Given task ▸ Copy everything from the start of the material down to the line containing "153 129 L 209", both included, changing "white shipping container" to "blue shipping container" and leaving the rest as it is. Leave the pictures out of your copy.

============================================================

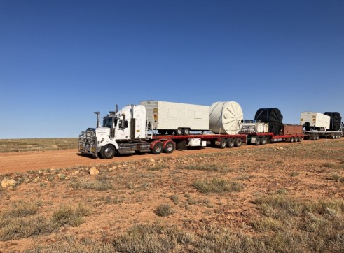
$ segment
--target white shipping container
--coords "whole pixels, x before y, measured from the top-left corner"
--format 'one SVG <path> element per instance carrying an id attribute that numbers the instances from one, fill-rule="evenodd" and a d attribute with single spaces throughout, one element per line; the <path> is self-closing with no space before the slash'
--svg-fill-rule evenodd
<path id="1" fill-rule="evenodd" d="M 317 127 L 320 130 L 329 130 L 331 117 L 316 112 L 302 112 L 300 124 Z"/>
<path id="2" fill-rule="evenodd" d="M 153 129 L 209 130 L 209 106 L 151 100 L 140 104 L 146 107 L 146 120 Z"/>

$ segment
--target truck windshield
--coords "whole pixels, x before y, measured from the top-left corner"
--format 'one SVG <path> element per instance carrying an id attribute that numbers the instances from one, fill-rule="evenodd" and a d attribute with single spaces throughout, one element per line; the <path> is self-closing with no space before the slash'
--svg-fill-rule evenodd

============================================================

Expected answer ▸
$ segment
--target blue shipping container
--coords "whole pixels, x before y, measured from the top-left corner"
--format 'one SVG <path> element per instance carrying an id attribute that numbers the instances from one, fill-rule="evenodd" and a d attribute with single spaces throughout, one element per line; the <path> is self-closing with no space before the slash'
--svg-fill-rule evenodd
<path id="1" fill-rule="evenodd" d="M 317 127 L 320 130 L 329 130 L 331 117 L 316 112 L 302 112 L 300 124 Z"/>
<path id="2" fill-rule="evenodd" d="M 153 129 L 209 130 L 209 106 L 151 100 L 140 104 L 146 107 L 146 120 Z"/>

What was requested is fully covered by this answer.